* Aufgabe 1
Auf wie viel Prozent pro Jahr soll laut dem Auszug zur Pensionsreform der Bonus für Personen steigen, die nach dem gesetzlichen Antrittsalter weiterarbeiten?
* Aufgabe 2
Wiederhole aus dem Auszug zur Pensionsreform wortgetreu den Abschnitt von „Initiativanträge noch für“ bis „und Sozialministerium laufen.“.

* Vorliegender Auszug
============================================================

Zugleich wird der Bonus für jene Personen, die nach Erreichen des gesetzlichen Antrittsalters nicht in Pension gehen und weiterarbeiten, von 4,2 Prozent auf 5,1 Prozent pro Jahr erhöht. Nachdem der Malus für einen vorzeitigen Pensionsantritt bereits auf 5,1 Prozent erhöht worden sei, werde nun mit der Anhebung der Zuschläge für einen späteren Antritt das Bonus-Malus-System ausgeglichen. „Länger arbeiten zahlt sich aus“, so der ÖVP-Klubobmann.

Härtefallregel für Korridorpensionen

Eine Härtefallregel soll außerdem harte Konsequenzen bei einer geringen Überschreitung der Geringfügigkeitsgrenze bei Erwerbstätigkeit neben der Korridorpension verhindern. Zudem will die Regierung eine verbesserte Information von Personen vor ihrem Pensionsantritt gesetzlich verankern.

Einigung auf Anreize für längeres Arbeiten

Die Bundesregierung hat sich auf Anreize für längeres Arbeiten auch in der Pension geeinigt. Das soll das Pensionssystem entlasten – angedacht ist etwa, die Abgaben zu senken.

Parallel dazu will die Regierung weiter an der Attraktivierung der Vollzeitarbeit arbeiten. So soll es künftig für Teilzeitbeschäftigte einen Rechtsanspruch auf eine rechtzeitige Information geben, wenn im Betrieb Vollzeitstellen ausgeschrieben werden. Wenn das nicht geschieht und daher keine Bewerbung auf die Vollzeitstelle möglich ist, sollen die Arbeitnehmer Schadenersatz in Höhe von 100 Euro geltend machen können.

Initiativanträge noch für November angekündigt

Die Initiativanträge der Regierungsparteien sollen laut Wöginger noch im November in den Nationalrat eingebracht werden und wenn möglich noch vor dem Jahreswechsel beschlossen werden. Eine Summe, wie hoch die entgangenen Beiträgen für die Pensionsversicherung sein werden, wollte er nicht nennen. „Es ist sichergestellt, dass die Mindereinnahmen durch Steuergelder ersetzt werden“, so Wöginger. Es würden derzeit Gespräche zwischen Finanzministerium und Sozialministerium laufen.

============================================================

* Bereitgestellte Daten

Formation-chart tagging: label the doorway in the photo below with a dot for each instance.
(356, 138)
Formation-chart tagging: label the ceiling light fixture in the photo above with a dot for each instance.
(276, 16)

============================================================

* Musterlösung 1
Auf 5,1 Prozent pro Jahr (bisher 4,2 Prozent).

* Musterlösung 2
Initiativanträge noch für November angekündigt

Die Initiativanträge der Regierungsparteien sollen laut Wöginger noch im November in den Nationalrat eingebracht werden und wenn möglich noch vor dem Jahreswechsel beschlossen werden. Eine Summe, wie hoch die entgangenen Beiträgen für die Pensionsversicherung sein werden, wollte er nicht nennen. „Es ist sichergestellt, dass die Mindereinnahmen durch Steuergelder ersetzt werden“, so Wöginger. Es würden derzeit Gespräche zwischen Finanzministerium und Sozialministerium laufen.